— start Source material —

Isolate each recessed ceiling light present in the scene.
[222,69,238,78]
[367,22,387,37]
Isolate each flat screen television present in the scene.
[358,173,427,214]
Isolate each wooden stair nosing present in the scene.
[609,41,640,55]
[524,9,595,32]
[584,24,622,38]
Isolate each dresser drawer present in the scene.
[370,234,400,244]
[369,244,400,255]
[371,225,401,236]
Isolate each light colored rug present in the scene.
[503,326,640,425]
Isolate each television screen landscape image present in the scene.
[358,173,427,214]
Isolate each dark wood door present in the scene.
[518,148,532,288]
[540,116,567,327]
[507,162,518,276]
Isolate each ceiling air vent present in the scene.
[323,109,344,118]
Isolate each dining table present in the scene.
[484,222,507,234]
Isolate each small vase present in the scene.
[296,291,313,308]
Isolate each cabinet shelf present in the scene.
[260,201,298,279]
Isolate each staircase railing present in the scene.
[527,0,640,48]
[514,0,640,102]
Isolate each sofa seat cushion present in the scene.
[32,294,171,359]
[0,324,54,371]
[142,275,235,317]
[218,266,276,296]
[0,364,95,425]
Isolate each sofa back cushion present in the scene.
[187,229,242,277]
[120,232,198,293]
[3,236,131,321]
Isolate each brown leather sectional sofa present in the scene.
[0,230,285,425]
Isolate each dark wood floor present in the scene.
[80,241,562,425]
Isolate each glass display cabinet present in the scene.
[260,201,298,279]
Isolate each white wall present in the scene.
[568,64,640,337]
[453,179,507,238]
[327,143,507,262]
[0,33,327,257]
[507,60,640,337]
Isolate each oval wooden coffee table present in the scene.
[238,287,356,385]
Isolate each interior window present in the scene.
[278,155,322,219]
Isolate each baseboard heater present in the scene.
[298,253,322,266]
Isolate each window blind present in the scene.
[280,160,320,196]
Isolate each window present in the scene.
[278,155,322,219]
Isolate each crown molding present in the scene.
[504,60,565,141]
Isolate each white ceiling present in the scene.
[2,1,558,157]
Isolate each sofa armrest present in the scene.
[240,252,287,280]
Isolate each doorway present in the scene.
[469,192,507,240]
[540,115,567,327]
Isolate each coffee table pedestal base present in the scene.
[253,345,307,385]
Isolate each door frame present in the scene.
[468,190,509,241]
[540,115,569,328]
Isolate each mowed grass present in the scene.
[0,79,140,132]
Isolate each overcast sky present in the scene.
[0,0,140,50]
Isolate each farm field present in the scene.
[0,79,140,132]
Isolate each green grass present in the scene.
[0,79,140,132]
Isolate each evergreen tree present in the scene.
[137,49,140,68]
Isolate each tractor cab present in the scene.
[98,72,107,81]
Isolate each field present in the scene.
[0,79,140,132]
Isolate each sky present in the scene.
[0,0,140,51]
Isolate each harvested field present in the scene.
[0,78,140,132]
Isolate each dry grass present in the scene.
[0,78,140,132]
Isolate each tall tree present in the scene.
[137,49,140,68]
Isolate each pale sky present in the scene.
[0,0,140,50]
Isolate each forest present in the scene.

— end Source material —

• **What needs to be done**: Reproduce every line above, word for word and in the same order.

• **Solution to the exercise**:
Isolate each recessed ceiling light present in the scene.
[222,69,238,78]
[367,22,387,37]
Isolate each flat screen television present in the scene.
[358,173,427,214]
Isolate each wooden stair nosing present in the scene.
[609,41,640,55]
[524,9,595,32]
[584,24,622,38]
Isolate each dresser drawer present in the scene.
[370,234,400,244]
[369,244,400,255]
[371,225,401,236]
Isolate each light colored rug present in the scene.
[503,326,640,425]
Isolate each television screen landscape image present in the scene.
[358,173,427,214]
Isolate each dark wood door present in the scene.
[518,148,532,288]
[540,116,567,327]
[507,162,518,276]
Isolate each ceiling air vent present in the scene.
[323,109,344,118]
Isolate each dining table present in the scene.
[484,222,507,234]
Isolate each small vase present in the scene.
[296,291,313,308]
Isolate each cabinet shelf present in the scene.
[260,201,298,279]
Isolate each staircase railing present in the scene.
[527,0,640,48]
[514,0,640,102]
Isolate each sofa seat cushion present in the scene.
[32,294,171,359]
[0,324,54,371]
[142,275,235,317]
[218,266,276,296]
[0,364,95,425]
Isolate each sofa back cushion present in the scene.
[187,229,242,277]
[120,232,198,293]
[3,236,131,321]
Isolate each brown leather sectional sofa present in the scene.
[0,230,285,425]
Isolate each dark wood floor present in the scene.
[80,241,562,425]
Isolate each glass display cabinet present in the scene.
[260,201,298,279]
Isolate each white wall present in the scene.
[568,64,640,337]
[453,179,507,238]
[327,143,507,262]
[0,33,327,257]
[507,60,640,337]
Isolate each oval wooden coffee table present in the scene.
[238,287,356,385]
Isolate each interior window present in the scene.
[278,155,322,219]
Isolate each baseboard heater present in the scene.
[298,253,322,266]
Isolate each window blind present in the scene.
[280,160,320,196]
Isolate each window present in the scene.
[278,155,322,219]
Isolate each crown molding present in the scene.
[504,60,565,141]
Isolate each white ceiling present in the scene.
[2,1,558,157]
Isolate each sofa armrest present in the scene.
[240,252,287,280]
Isolate each doorway present in the scene.
[469,192,507,240]
[540,115,567,327]
Isolate each coffee table pedestal base present in the scene.
[253,345,307,385]
Isolate each door frame present in the scene.
[468,190,509,241]
[540,115,569,328]
Isolate each mowed grass present in the scene.
[0,79,140,132]
Isolate each overcast sky present in the scene.
[0,0,140,50]
Isolate each farm field present in the scene.
[0,79,140,132]
Isolate each green grass present in the scene.
[0,79,140,132]
Isolate each evergreen tree present in the scene.
[137,49,140,68]
Isolate each tractor cab present in the scene.
[98,72,107,81]
Isolate each field present in the scene.
[0,79,140,132]
Isolate each sky present in the scene.
[0,0,140,51]
Isolate each harvested field present in the scene.
[0,78,140,132]
Isolate each dry grass present in the scene.
[0,78,140,132]
Isolate each tall tree present in the scene.
[137,49,140,68]
Isolate each pale sky present in the scene.
[0,0,140,50]
Isolate each forest present in the scene.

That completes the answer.